■ Work order 1 ■
According to the library description, on what setup has the library been tested?
■ Work order 2 ■
List every input that the library description gives for watchdog.start.
■ Work order 3 ■
Update the library description by rewriting everything from "- Other alert" down to "method is required.", with "alert mechanisms" replaced by "notification methods".

■ Document text ■
I'm sure most programmers know the terrible feeling of starting a long-running piece of code to go overnight, only to find out it errored 5 minutes in. It's not a fun thing to discover in the morning. To ensure that doesn't happen to us anymore, I've created this library to alert if something unsavory happens.
Current
- Custom IPython magic-commands for Jupyter Notebooks that fire when a cell either errors or completes. When it does, it sends an email to a specified address with information.
- Can use the magic-commands on single cells, or automatically apply them to every cell in the notebook.
Planned
- Similar functionality for standard .py scripts. Most likely this will check for when the PID is finished.
- Other alert mechanisms besides email
Below are two different methods of installation. The first is simpler, while the second allows you to use and modify the library files in-place. Note that only one method is required.
python -m pip install git+https://github.com/OFSkean/process-watchdog.git
Following this procedure, the git repository is clone and editably installed. This lets you edit or add to the library files without having to reinstall.
-
Download git repository:
git clone https://github.com/OFSkean/process-watchdog.git
-
Move to folder:
cd process-watchdog
-
Install with pip:
pip install -e .
import watchdog.Notifier as watchdog
watchdog.start("fake@fakeemail.com")
watchdog.start(email, universal_completion_notifier=False, universal_exception_notifier=False)
Inputs:
- email - Where will the email send
- universal_completion_notifier - if %%completion_handler should be placed automatically on all cells
- universal_exception_notifier - if %%exception_handler should be placed automatically on all cells
%%exception_handler
A IPython magic command that fires an email if a cell has an exception. Must be placed at the top of every cell where you want this functionality.
%%completion_handler
A IPython magic command that fires an email if a cell completes. Must be placed at the top of every cell where you want this functionality.
I've only tested this on an Ubuntu 20.04 machine running Python 3.9 and Jupyter-Lab 3.1.18.
In the examples folder are a few easy notebooks with example code.

■ Dataset entries ■
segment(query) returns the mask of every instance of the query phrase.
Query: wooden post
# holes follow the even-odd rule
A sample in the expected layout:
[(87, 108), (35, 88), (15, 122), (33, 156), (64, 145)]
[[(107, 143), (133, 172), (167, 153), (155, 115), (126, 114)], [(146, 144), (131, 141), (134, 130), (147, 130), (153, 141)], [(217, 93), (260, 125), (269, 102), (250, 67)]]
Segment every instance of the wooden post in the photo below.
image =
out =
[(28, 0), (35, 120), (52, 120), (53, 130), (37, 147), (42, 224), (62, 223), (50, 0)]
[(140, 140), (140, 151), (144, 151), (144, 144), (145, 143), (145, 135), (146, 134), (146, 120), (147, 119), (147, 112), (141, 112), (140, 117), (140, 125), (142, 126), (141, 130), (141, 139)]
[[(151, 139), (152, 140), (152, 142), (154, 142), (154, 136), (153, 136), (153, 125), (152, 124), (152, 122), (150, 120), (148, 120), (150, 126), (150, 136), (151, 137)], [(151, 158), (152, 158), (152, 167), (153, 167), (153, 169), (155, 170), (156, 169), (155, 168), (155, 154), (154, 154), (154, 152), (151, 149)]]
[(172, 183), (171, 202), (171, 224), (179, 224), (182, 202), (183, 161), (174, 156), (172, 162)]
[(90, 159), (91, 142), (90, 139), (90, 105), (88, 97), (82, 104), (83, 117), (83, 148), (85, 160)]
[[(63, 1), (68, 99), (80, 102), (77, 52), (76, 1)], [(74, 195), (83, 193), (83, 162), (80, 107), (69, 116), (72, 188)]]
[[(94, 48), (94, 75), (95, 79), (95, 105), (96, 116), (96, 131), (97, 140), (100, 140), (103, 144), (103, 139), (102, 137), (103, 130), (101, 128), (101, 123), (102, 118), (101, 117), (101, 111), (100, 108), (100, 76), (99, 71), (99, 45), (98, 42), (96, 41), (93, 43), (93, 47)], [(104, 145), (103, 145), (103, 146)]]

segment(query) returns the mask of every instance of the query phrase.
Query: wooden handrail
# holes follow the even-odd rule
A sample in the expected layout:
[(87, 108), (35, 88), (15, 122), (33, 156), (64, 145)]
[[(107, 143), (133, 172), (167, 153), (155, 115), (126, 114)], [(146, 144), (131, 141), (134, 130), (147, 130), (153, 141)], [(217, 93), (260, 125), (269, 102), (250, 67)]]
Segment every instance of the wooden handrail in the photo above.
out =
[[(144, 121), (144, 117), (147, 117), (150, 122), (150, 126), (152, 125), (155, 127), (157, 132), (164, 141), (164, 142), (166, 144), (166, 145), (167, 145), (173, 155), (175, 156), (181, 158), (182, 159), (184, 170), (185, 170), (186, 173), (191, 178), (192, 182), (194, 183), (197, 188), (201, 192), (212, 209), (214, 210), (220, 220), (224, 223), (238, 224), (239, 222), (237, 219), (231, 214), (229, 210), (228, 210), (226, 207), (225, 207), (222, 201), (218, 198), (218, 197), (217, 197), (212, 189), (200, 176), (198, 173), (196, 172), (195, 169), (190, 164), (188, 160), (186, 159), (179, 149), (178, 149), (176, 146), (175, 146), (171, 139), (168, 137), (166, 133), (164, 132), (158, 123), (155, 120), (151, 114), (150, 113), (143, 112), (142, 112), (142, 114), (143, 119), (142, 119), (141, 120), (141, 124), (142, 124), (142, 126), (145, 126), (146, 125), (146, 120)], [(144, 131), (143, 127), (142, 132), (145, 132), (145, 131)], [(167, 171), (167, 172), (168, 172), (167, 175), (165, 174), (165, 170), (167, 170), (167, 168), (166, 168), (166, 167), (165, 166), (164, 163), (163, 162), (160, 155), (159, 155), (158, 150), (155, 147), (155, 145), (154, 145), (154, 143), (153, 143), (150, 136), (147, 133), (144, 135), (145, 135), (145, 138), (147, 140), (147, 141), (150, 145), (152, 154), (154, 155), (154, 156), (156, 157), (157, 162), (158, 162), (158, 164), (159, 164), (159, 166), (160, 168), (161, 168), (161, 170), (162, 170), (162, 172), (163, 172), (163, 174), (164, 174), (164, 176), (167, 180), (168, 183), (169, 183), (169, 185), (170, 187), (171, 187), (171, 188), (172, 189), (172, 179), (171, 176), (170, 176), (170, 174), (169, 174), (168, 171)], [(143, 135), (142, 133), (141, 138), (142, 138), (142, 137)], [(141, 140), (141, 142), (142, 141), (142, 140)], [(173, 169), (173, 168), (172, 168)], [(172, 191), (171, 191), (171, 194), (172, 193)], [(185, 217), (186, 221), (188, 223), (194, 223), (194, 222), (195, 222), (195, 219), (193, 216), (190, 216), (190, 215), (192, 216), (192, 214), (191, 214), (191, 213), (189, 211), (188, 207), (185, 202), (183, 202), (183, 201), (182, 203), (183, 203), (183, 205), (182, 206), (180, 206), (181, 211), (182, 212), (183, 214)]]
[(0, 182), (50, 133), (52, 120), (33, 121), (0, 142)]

■ Output 1 ■
An Ubuntu 20.04 machine running Python 3.9 and Jupyter-Lab 3.1.18.

■ Output 2 ■
email, universal_completion_notifier, universal_exception_notifier

■ Output 3 ■
- Other notification methods besides email
Below are two different methods of installation. The first is simpler, while the second allows you to use and modify the library files in-place. Note that only one method is required.